▸ **STATED TASK**
Report how many lines of the entries below contain the string "dark". Give the number alone.

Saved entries
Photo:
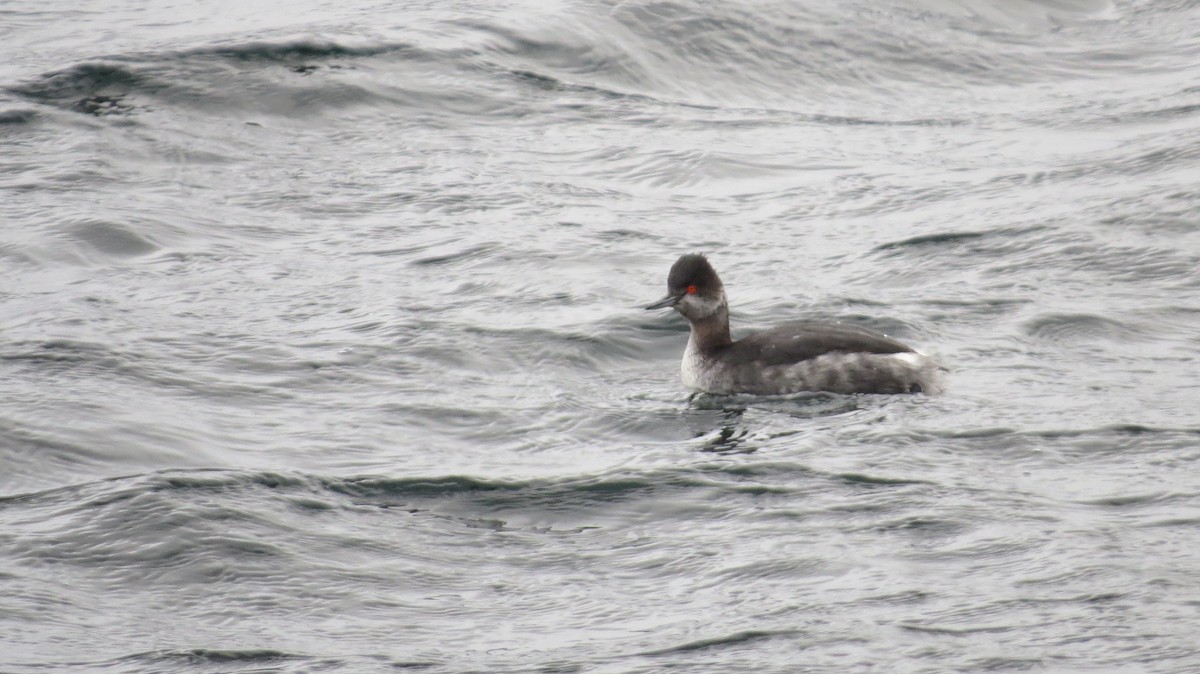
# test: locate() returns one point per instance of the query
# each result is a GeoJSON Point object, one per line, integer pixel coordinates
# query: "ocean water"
{"type": "Point", "coordinates": [322, 344]}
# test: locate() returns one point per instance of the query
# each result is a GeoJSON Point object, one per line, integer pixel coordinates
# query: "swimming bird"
{"type": "Point", "coordinates": [792, 357]}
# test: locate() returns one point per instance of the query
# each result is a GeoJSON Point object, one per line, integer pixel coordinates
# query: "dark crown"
{"type": "Point", "coordinates": [693, 270]}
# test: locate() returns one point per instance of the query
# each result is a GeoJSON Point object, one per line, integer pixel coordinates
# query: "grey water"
{"type": "Point", "coordinates": [322, 344]}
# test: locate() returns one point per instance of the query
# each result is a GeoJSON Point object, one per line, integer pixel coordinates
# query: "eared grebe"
{"type": "Point", "coordinates": [792, 357]}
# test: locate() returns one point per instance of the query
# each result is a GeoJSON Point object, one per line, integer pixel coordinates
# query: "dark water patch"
{"type": "Point", "coordinates": [727, 641]}
{"type": "Point", "coordinates": [460, 256]}
{"type": "Point", "coordinates": [1073, 329]}
{"type": "Point", "coordinates": [94, 88]}
{"type": "Point", "coordinates": [17, 116]}
{"type": "Point", "coordinates": [939, 239]}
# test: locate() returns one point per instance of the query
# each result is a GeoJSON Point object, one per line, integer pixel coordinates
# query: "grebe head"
{"type": "Point", "coordinates": [693, 289]}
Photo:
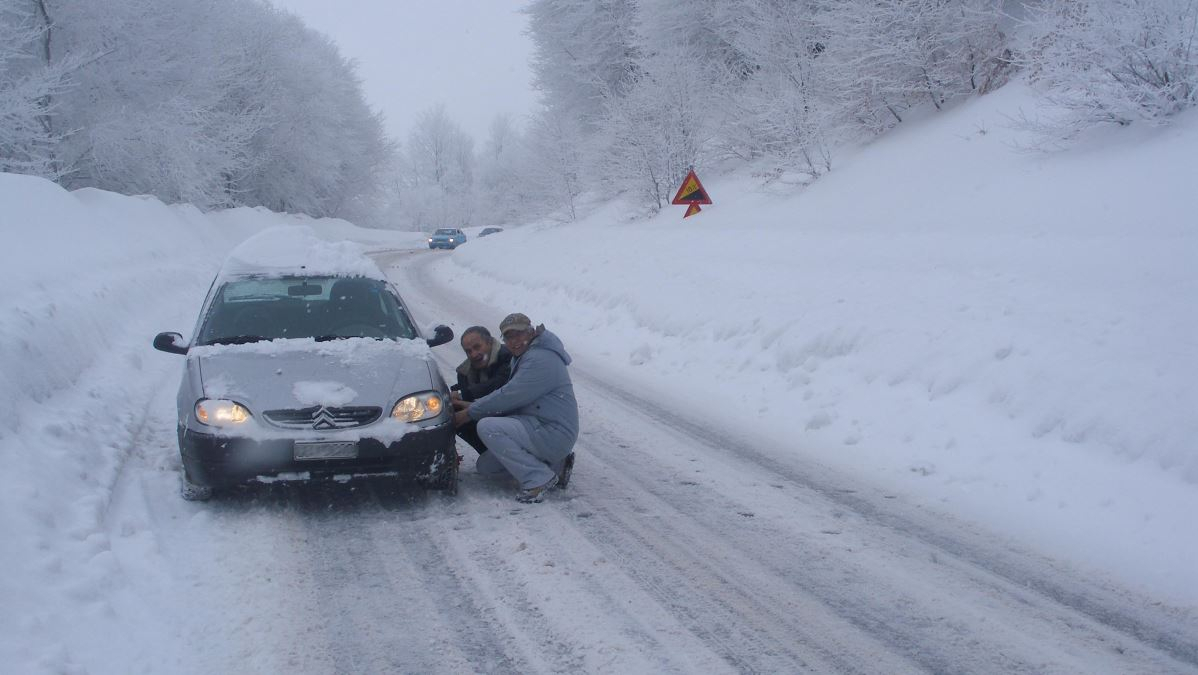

▸ **TASK RESPONSE**
2